§ **Quoted text**:
▬▬▬▬▬▬

EPR spectra (red) and simulations (black) of [Ni^II(OH)Fe^III]⁺ at the temperatures listed, showing changes in the relative intensities of the signals (g = 5.45, 5.05, 2.34, 1.65) from the S_C = 3/2 state and growth of the g = 8 signal from the S_C = 5/2 state. Microwave parameters: 9.663 GHz, 0.2 mW, B₁ ⊥ B. The simulations matched the temperature dependence of the signals and used a concentration that was in quantitative agreement with that measured for the complex.

The effect of temperature on each feature is plotted as signal intensity × temperature versus temperature (Figure 7) in which the ordinate axis is scaled to reflect the percentage population of the appropriate spin manifold.^56,57 The fits to the temperature dependence for temperature less than 30 K gave D = −3.4 cm⁻¹ for the S_C = 3/2 manifold. The D-value for [Ni^II(OH)Fe^III]⁺ is related to D-values for each metal-ion site through the spin-coupling relation, D_S=3/2 = 28/15 D_Fe(III) ⁻ 1/15 D_Ni(II). ⁵⁸ A zero-field splitting value of D_Ni(II) = 16 cm⁻¹ was calculated from this relationship and using the D_Fe(III)-value (Table 3) determined for [Zn^II(OH)Fe^III]⁺. With these parameters, the temperature dependences of the signals were fit using eq 1 to determine the exchange coupling constant, J = +35(5) cm⁻¹ (Figure 7). Above 30 K, both signals from the S_C = 3/2 manifold decreased in intensity with concomitant increase in the g = 8 signal because the higher excited-state manifolds in the spin coupled system are populated.

Figure 7.

Signal intensity × temperature versus temperature of the signals at g = 5.45(●), 5.05(■), 8.0(×) observed from [Ni^II(OH)Fe^III]⁺. The solid traces are % population of the indicated doublets calculated from eq 1 for J = 35 cm⁻¹ and appropriate parameters in Table 3.

▬▬▬▬▬▬

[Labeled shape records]
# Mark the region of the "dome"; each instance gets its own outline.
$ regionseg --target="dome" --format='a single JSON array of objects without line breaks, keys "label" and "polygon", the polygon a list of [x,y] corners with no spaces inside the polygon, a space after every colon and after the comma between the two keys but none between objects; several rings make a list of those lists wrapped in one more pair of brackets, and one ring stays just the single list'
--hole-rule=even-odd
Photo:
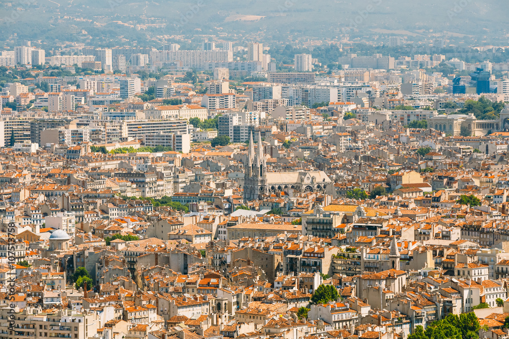
[{"label": "dome", "polygon": [[69,234],[62,230],[56,230],[49,236],[50,240],[69,240],[70,238]]}]

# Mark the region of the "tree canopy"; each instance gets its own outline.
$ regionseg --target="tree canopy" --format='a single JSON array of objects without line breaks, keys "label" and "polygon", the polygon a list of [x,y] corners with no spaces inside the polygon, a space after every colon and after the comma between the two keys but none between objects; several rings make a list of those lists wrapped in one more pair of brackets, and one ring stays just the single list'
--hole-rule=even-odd
[{"label": "tree canopy", "polygon": [[469,205],[471,207],[480,205],[480,200],[473,194],[470,195],[462,195],[456,202],[460,205]]},{"label": "tree canopy", "polygon": [[387,191],[383,186],[377,186],[370,192],[370,198],[375,199],[377,197],[387,195]]},{"label": "tree canopy", "polygon": [[432,323],[426,330],[419,325],[408,339],[477,339],[479,320],[472,312],[457,315],[449,314],[441,320]]},{"label": "tree canopy", "polygon": [[503,109],[504,106],[502,101],[493,102],[483,96],[477,101],[465,101],[463,108],[458,113],[464,114],[472,113],[479,120],[493,120],[500,117],[500,112]]},{"label": "tree canopy", "polygon": [[90,278],[90,277],[88,276],[85,276],[83,275],[83,276],[80,276],[79,278],[78,278],[78,280],[74,284],[74,287],[76,288],[76,290],[79,290],[80,288],[83,287],[83,286],[85,284],[85,283],[87,283],[87,290],[89,289],[91,287],[92,287],[93,285],[94,284],[94,281],[92,280],[92,278]]},{"label": "tree canopy", "polygon": [[415,152],[421,157],[424,157],[431,151],[431,147],[420,147]]},{"label": "tree canopy", "polygon": [[367,193],[361,189],[354,189],[347,193],[347,197],[349,199],[354,199],[356,200],[364,200],[367,199]]},{"label": "tree canopy", "polygon": [[210,145],[212,147],[226,146],[229,143],[230,137],[228,135],[219,135],[212,139],[210,142]]},{"label": "tree canopy", "polygon": [[329,301],[335,301],[338,297],[339,294],[335,287],[322,284],[313,292],[311,302],[315,304],[324,304]]},{"label": "tree canopy", "polygon": [[90,273],[89,273],[89,271],[84,267],[78,267],[74,271],[74,273],[73,273],[72,275],[71,276],[70,280],[73,282],[76,282],[81,276],[90,278]]},{"label": "tree canopy", "polygon": [[428,128],[428,120],[414,120],[410,121],[407,127],[408,128]]},{"label": "tree canopy", "polygon": [[351,112],[346,112],[343,114],[343,120],[348,120],[349,119],[355,119],[357,117],[357,114]]},{"label": "tree canopy", "polygon": [[106,244],[109,246],[110,244],[111,243],[111,241],[117,239],[120,239],[124,241],[131,241],[135,240],[139,240],[139,237],[137,237],[135,235],[131,235],[130,234],[122,235],[117,233],[116,234],[114,234],[112,236],[106,237],[106,238],[104,238],[104,240],[106,241]]},{"label": "tree canopy", "polygon": [[299,319],[307,318],[307,313],[310,310],[306,307],[302,306],[299,308],[299,311],[297,312],[297,317]]}]

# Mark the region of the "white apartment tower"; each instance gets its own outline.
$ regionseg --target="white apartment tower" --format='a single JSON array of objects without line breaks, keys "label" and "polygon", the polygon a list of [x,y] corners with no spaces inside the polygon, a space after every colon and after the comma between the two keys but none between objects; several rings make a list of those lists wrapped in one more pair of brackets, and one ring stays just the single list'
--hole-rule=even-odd
[{"label": "white apartment tower", "polygon": [[135,54],[131,57],[131,65],[133,66],[145,66],[148,63],[148,54]]},{"label": "white apartment tower", "polygon": [[109,48],[96,49],[94,52],[96,61],[101,61],[101,66],[104,71],[113,70],[113,55]]},{"label": "white apartment tower", "polygon": [[119,55],[113,57],[113,70],[120,71],[123,73],[126,72],[126,56]]},{"label": "white apartment tower", "polygon": [[14,60],[16,65],[29,65],[32,63],[32,47],[18,46],[14,47]]},{"label": "white apartment tower", "polygon": [[32,51],[32,65],[44,65],[46,53],[44,49],[33,49]]},{"label": "white apartment tower", "polygon": [[389,47],[395,47],[401,46],[403,44],[403,40],[401,37],[390,37],[389,38]]},{"label": "white apartment tower", "polygon": [[212,81],[209,84],[208,94],[222,94],[230,93],[230,83],[228,81]]},{"label": "white apartment tower", "polygon": [[247,45],[247,61],[263,61],[263,44],[249,43]]},{"label": "white apartment tower", "polygon": [[295,54],[295,68],[297,72],[309,72],[313,70],[313,58],[311,54]]}]

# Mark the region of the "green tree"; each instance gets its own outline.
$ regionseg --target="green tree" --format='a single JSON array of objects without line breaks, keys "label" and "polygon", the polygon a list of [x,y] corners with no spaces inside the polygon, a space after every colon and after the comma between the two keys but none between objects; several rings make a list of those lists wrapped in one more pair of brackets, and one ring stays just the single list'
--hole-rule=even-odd
[{"label": "green tree", "polygon": [[435,171],[435,169],[432,167],[426,167],[420,170],[421,173],[432,173]]},{"label": "green tree", "polygon": [[182,105],[182,100],[180,99],[163,99],[162,101],[162,104],[169,105],[171,106],[177,106],[177,105]]},{"label": "green tree", "polygon": [[480,310],[480,309],[489,309],[490,305],[486,302],[481,302],[478,305],[476,305],[472,307],[472,310]]},{"label": "green tree", "polygon": [[113,236],[106,237],[106,238],[104,238],[104,241],[106,241],[106,244],[107,246],[109,246],[111,243],[111,241],[116,239],[120,239],[124,240],[124,241],[132,241],[133,240],[139,240],[139,237],[137,237],[135,235],[131,235],[130,234],[122,235],[119,233],[117,233],[116,234],[114,234]]},{"label": "green tree", "polygon": [[346,112],[343,115],[343,120],[348,120],[349,119],[355,119],[357,117],[357,115],[351,112]]},{"label": "green tree", "polygon": [[150,101],[156,98],[156,89],[153,86],[149,87],[147,90],[142,95],[138,96],[138,98],[142,99],[142,101]]},{"label": "green tree", "polygon": [[424,157],[431,151],[431,147],[420,147],[415,152],[421,157]]},{"label": "green tree", "polygon": [[202,124],[202,121],[200,118],[191,118],[189,119],[189,124],[194,126],[195,128],[198,128]]},{"label": "green tree", "polygon": [[92,281],[92,279],[88,276],[80,276],[78,278],[76,283],[74,284],[74,287],[76,290],[79,290],[80,288],[83,287],[85,283],[87,283],[87,289],[89,289],[92,287],[94,282]]},{"label": "green tree", "polygon": [[397,106],[394,108],[394,110],[395,111],[413,111],[415,109],[415,108],[411,106],[405,106],[404,105]]},{"label": "green tree", "polygon": [[109,152],[106,149],[105,146],[100,146],[99,147],[97,147],[96,146],[91,146],[90,151],[94,153],[96,153],[99,152],[102,153],[103,154],[108,154]]},{"label": "green tree", "polygon": [[14,137],[14,130],[11,130],[11,139],[9,141],[9,146],[12,147],[16,143],[16,138]]},{"label": "green tree", "polygon": [[473,194],[470,195],[463,194],[460,196],[460,199],[457,200],[456,202],[460,205],[469,205],[471,207],[480,205],[480,200]]},{"label": "green tree", "polygon": [[445,321],[433,322],[426,329],[429,339],[462,339],[460,330]]},{"label": "green tree", "polygon": [[354,199],[356,200],[364,200],[367,199],[367,193],[364,190],[354,189],[347,193],[347,197],[349,199]]},{"label": "green tree", "polygon": [[410,124],[407,125],[407,127],[408,128],[420,128],[426,129],[428,128],[428,120],[414,120],[413,121],[410,121]]},{"label": "green tree", "polygon": [[88,276],[90,278],[90,273],[84,267],[78,267],[74,271],[74,273],[71,276],[71,281],[76,282],[78,281],[81,276]]},{"label": "green tree", "polygon": [[270,211],[267,212],[268,214],[277,214],[278,215],[281,215],[283,214],[282,210],[279,207],[276,207],[275,208],[272,208]]},{"label": "green tree", "polygon": [[329,103],[326,101],[323,101],[322,102],[316,102],[312,105],[311,108],[316,109],[318,107],[326,107],[329,106]]},{"label": "green tree", "polygon": [[339,295],[335,287],[322,284],[313,292],[311,302],[315,304],[324,304],[329,301],[335,301],[338,297]]},{"label": "green tree", "polygon": [[458,104],[453,101],[447,101],[442,106],[445,109],[456,109],[458,108]]},{"label": "green tree", "polygon": [[228,135],[219,135],[212,139],[210,145],[213,147],[216,146],[226,146],[230,143],[230,137]]},{"label": "green tree", "polygon": [[10,101],[9,102],[6,102],[4,105],[4,108],[10,108],[13,111],[15,111],[17,108],[18,105],[16,104],[15,101]]},{"label": "green tree", "polygon": [[[453,324],[453,326],[456,325]],[[457,327],[461,331],[464,339],[477,339],[479,337],[479,319],[473,312],[460,314],[459,325]]]},{"label": "green tree", "polygon": [[370,198],[371,199],[375,199],[377,197],[386,195],[387,195],[387,191],[385,190],[385,188],[383,186],[377,186],[370,192]]},{"label": "green tree", "polygon": [[41,89],[41,90],[45,92],[49,91],[49,84],[46,81],[42,81],[41,82],[41,84],[39,85],[39,88]]},{"label": "green tree", "polygon": [[307,318],[307,313],[309,312],[310,310],[307,307],[302,306],[299,307],[299,311],[297,312],[297,317],[299,319],[302,319],[303,318]]},{"label": "green tree", "polygon": [[471,136],[470,130],[466,126],[462,126],[460,128],[460,135],[462,137],[469,137]]},{"label": "green tree", "polygon": [[504,328],[509,328],[509,316],[506,317],[504,321]]},{"label": "green tree", "polygon": [[407,339],[428,339],[424,332],[424,328],[420,325],[415,327],[413,333],[408,334]]}]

▬▬▬▬▬▬

§ **Work instructions**:
A – State how many lines of the records contain the word "instance", giving only the number.
B – Write the next portion of the passage on the temperature dependence of the EPR signals, beginning after its last sentence.

§ **Results for each task**:
A – 4

B –
[Cu^II(OH)Fe^III]⁺

This complex showed a parallel-mode EPR signal at g = 10.1 (Figure 8) that was most intense at the lowest temperatures allowed by the cryostat (2 K). The temperature dependence of the signal was recorded and a plot of intensity × temperature versus temperature is shown in the inset of Figure 8. The signal originates from the ground S_C = 2 state of S = 5/2 Fe^III site that is antiferromagnetically exchange-coupled to S = 1/2 state of the Cu^II center. Based on eq 1, the percent population of the doublet producing the g = 10 signal was plotted to give a J-value of +33(5) cm⁻¹ (Figure 8, inset). There was no evidence of a signal from the S_C = 3 state at temperatures > 60 K presumably because of broadening. The simulation overlaid on the spectra were again obtained using eq 1 and the D-value obtained for [Zn^II(OH)Fe^III]⁺ (Figure 8, Table 3). The deviations of the g-values from 2.0 for the Cu^II site and the hyperfine A-tensor are reduced by a factor of 1/6 because of the spin interaction with the Fe^III center which results in only minor dependence of the signal to variations in the Cu^II parameters. Nevertheless, simulations of the signal for a set of parameters in agreement with for [Zn^II(OH)Fe^III]⁺ and a tetragonal Cu^II center provided an accurate fit to the observed signal and its temperature-dependence the concentration of the complex.

Figure 8.

EPR spectrum (red) and simulation (black) of [Cu^II(OH)Fe^III]⁺ attemperature of 7 K. Microwave parameters: 9.339 GHz, 0.02 mW, B₁ || B. See Table 3 for simulation parameters. The inset shows signal intensity × temperature and the corresponding percent population of the corresponding doublet for J = +33(3) cm⁻¹ with the error represented by the dashed lines.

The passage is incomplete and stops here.